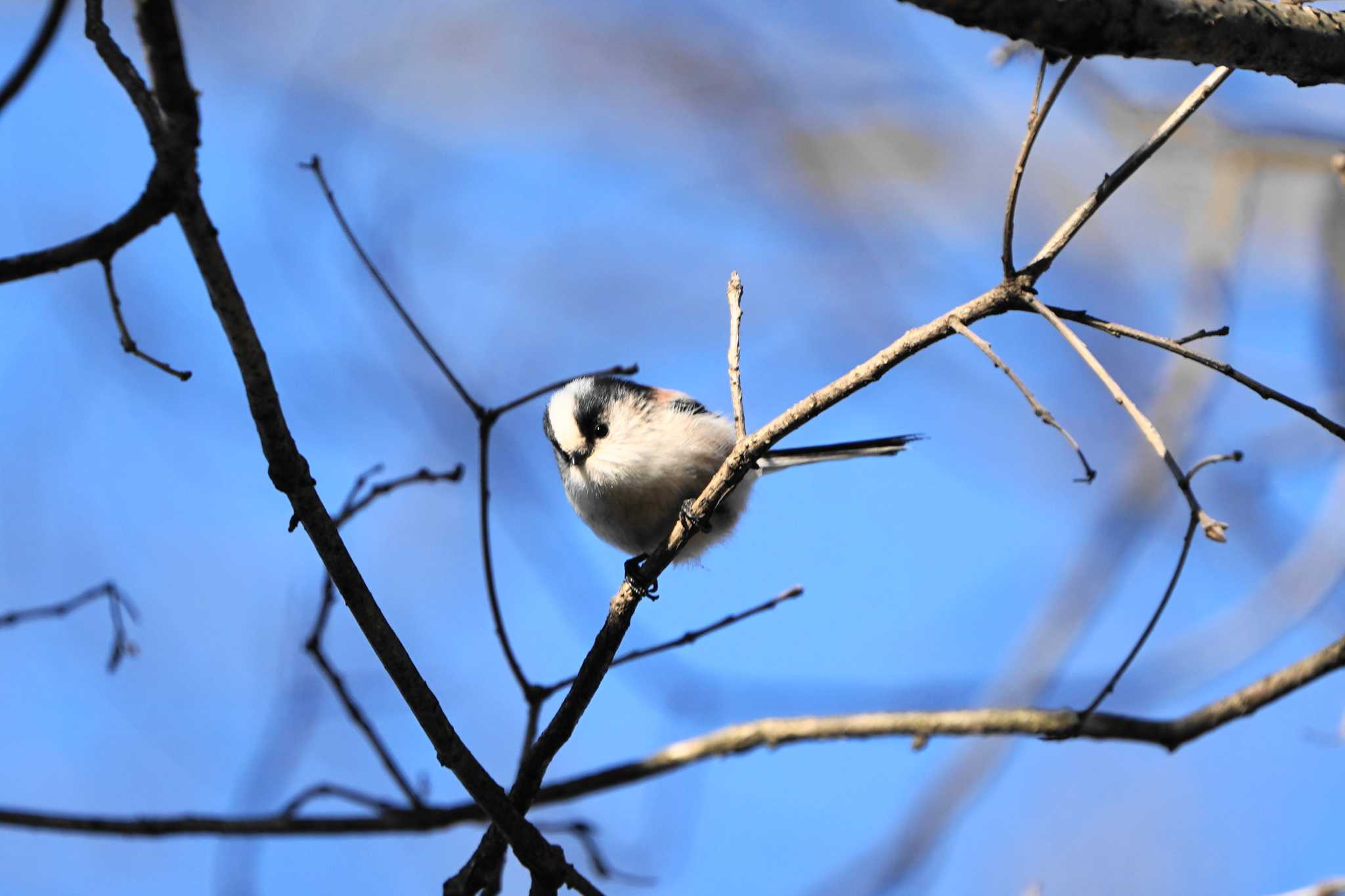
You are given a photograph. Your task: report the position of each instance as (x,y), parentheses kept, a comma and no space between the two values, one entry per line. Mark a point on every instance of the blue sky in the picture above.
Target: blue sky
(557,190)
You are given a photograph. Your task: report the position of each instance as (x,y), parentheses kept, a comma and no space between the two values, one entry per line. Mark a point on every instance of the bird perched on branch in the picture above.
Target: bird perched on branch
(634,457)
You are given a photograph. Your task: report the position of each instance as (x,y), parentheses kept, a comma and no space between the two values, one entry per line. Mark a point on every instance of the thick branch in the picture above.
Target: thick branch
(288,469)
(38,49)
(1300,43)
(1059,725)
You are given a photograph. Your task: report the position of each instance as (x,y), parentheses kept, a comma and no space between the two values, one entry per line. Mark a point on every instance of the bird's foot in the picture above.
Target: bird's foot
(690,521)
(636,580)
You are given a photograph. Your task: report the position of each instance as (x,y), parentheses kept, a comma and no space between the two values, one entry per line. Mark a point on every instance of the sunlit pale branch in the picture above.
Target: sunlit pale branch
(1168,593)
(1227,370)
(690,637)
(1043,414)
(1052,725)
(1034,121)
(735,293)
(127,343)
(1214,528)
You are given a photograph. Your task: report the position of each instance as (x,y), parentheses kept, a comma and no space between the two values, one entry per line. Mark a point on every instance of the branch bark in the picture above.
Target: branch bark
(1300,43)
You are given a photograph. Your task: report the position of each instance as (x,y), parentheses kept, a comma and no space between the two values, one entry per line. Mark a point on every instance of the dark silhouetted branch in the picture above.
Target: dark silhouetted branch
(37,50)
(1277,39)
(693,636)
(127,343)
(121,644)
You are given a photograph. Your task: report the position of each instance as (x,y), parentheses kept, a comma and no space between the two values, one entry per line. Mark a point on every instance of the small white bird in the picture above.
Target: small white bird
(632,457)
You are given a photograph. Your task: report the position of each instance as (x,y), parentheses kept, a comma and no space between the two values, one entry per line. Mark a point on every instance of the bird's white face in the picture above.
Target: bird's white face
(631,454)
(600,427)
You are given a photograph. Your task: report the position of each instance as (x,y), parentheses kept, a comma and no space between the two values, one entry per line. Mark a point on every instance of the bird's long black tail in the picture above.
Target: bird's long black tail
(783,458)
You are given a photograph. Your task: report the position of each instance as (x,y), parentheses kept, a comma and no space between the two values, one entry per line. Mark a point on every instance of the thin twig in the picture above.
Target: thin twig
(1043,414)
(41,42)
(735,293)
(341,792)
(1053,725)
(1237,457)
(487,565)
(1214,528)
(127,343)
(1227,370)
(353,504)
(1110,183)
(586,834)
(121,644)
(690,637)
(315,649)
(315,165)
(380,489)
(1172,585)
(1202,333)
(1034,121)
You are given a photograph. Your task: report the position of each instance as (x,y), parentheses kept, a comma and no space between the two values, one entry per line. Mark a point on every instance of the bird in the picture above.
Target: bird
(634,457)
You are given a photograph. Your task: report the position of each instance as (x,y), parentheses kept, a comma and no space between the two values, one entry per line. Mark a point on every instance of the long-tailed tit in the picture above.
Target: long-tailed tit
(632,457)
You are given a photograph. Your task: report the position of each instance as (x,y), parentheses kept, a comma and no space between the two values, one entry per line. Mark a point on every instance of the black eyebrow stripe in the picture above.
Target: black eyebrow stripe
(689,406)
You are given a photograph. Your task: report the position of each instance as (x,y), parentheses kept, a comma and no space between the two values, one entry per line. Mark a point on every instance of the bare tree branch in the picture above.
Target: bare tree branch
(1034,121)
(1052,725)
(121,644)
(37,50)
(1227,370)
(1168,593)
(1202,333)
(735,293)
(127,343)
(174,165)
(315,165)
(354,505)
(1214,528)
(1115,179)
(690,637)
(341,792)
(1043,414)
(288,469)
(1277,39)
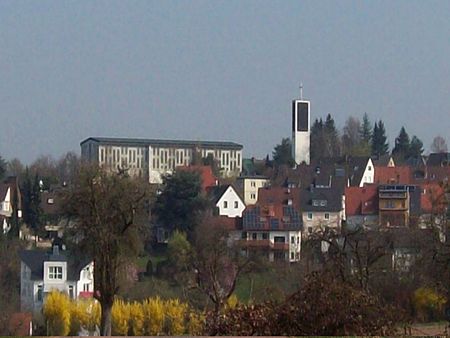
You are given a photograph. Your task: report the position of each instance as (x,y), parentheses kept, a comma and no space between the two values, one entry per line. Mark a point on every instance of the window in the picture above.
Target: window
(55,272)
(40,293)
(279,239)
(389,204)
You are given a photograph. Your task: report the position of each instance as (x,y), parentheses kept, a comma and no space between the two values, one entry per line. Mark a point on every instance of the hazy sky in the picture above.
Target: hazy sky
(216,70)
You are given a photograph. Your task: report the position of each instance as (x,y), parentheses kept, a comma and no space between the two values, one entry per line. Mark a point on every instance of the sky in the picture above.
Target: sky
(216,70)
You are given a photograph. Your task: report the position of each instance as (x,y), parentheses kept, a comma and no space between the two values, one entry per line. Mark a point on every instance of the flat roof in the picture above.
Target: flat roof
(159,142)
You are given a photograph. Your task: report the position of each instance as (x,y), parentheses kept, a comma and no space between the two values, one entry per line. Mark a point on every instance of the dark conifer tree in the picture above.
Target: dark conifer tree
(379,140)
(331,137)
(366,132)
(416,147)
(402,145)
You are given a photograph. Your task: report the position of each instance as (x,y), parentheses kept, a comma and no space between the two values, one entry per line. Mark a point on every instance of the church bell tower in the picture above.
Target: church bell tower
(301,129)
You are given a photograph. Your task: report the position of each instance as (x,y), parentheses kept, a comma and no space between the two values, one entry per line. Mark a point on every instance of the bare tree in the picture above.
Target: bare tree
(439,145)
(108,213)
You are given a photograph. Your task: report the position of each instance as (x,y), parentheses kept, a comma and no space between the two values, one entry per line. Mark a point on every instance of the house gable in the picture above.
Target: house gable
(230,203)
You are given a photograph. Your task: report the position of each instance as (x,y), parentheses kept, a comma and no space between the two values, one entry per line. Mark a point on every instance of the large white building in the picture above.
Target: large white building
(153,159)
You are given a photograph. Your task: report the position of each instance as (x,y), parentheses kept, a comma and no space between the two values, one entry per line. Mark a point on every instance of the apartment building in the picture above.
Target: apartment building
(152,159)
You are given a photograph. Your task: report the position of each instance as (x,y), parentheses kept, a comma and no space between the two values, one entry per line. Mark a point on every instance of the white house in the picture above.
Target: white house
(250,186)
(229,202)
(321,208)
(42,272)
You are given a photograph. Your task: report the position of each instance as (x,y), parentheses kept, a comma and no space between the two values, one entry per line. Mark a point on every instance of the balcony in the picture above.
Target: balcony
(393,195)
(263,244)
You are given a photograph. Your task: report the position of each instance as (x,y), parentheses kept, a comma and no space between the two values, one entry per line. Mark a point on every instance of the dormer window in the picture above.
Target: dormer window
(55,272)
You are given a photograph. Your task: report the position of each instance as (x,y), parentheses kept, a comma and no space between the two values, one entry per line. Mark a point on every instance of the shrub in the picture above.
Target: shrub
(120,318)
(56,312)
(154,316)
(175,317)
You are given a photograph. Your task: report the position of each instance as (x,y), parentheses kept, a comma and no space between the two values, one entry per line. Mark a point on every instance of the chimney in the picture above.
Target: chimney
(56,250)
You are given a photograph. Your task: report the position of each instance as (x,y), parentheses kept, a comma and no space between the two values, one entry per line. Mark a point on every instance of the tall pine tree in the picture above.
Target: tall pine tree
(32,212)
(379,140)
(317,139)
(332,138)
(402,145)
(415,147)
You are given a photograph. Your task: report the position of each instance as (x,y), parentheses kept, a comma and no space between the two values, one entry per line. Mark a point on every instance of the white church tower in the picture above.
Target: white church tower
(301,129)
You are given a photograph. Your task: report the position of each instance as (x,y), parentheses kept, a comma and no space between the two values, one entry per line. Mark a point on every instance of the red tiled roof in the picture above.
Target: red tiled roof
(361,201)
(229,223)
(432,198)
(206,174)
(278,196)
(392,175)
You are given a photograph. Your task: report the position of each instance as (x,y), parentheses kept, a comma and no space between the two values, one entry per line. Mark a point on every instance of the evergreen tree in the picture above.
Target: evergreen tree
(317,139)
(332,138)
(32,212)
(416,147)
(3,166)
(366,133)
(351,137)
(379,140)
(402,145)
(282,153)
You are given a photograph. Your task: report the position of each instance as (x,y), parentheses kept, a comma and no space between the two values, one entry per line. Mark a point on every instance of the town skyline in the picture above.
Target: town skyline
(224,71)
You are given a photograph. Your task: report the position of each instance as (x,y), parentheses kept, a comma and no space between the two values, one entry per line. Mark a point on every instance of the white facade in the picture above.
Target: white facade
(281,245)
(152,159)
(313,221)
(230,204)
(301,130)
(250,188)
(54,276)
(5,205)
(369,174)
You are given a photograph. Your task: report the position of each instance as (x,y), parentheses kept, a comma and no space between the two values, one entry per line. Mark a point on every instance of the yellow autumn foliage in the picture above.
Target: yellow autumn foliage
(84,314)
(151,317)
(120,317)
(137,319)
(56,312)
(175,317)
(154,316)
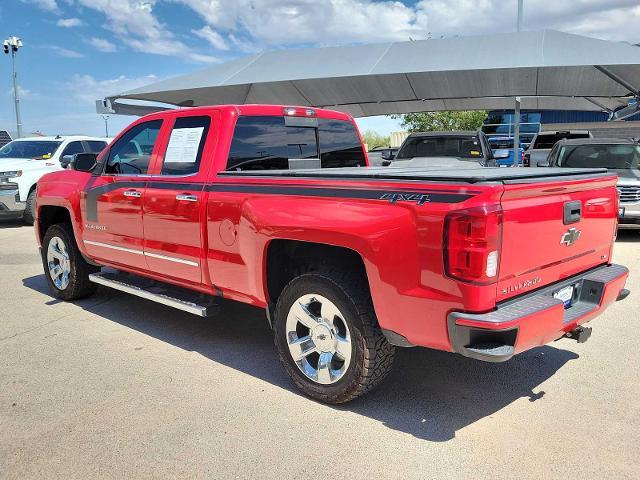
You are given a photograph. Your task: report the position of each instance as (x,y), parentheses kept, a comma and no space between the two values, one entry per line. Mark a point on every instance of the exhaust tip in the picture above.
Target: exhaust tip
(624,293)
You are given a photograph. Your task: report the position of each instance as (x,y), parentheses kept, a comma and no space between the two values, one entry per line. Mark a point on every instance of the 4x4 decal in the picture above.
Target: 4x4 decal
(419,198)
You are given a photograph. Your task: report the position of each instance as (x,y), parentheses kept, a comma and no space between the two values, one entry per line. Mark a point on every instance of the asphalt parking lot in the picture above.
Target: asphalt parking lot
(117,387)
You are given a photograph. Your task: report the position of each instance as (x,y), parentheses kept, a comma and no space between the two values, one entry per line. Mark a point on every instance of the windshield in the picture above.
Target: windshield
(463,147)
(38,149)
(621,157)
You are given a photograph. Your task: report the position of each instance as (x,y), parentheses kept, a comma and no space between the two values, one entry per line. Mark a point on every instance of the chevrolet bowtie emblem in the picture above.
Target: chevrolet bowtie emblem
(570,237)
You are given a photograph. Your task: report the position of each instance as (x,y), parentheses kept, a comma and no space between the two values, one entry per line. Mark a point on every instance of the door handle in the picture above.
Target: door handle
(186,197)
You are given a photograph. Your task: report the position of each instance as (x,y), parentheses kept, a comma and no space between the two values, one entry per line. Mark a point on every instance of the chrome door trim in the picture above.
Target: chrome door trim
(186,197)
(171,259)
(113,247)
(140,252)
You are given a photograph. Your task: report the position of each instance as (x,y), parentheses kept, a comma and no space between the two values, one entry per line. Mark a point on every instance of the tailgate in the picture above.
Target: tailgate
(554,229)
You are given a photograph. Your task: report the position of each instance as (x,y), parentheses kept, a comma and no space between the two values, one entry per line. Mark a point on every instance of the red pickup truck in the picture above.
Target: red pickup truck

☆ ☆ ☆

Prompt -
Begin with the line containing "handle in the picture above." and repeat each line exactly until the records above end.

Result below -
You are given a photograph. Your task: report the position of each instance as (x,y), parentheses kept, a comma and no space between the two values, one entry per line. Mark a point on every instance of the door handle in the picture above.
Target: door handle
(186,197)
You are given a photograph. Your task: report the position of each instance as (x,y), parentheses kept, a comma and no space between the two values, one entry per line. Mark a point on every instance of the chrome door trim in the picture above.
Target: chrome door trim
(186,197)
(171,259)
(113,247)
(140,252)
You are given a photograph. Your task: report the position of each instance as (x,y), parentheses kept, a comma and no space between the two values, one entry per line. Mark a point on every instance of the tailgate in the picture above.
Target: tailgate
(554,229)
You are given a photograph. Your task: report the position of each instance as (x,y), parentheses kept, a comma and no space between the two values, one entry per line. Mark a point on every instance of the red pickup truck in the picture above.
Target: red pickup truck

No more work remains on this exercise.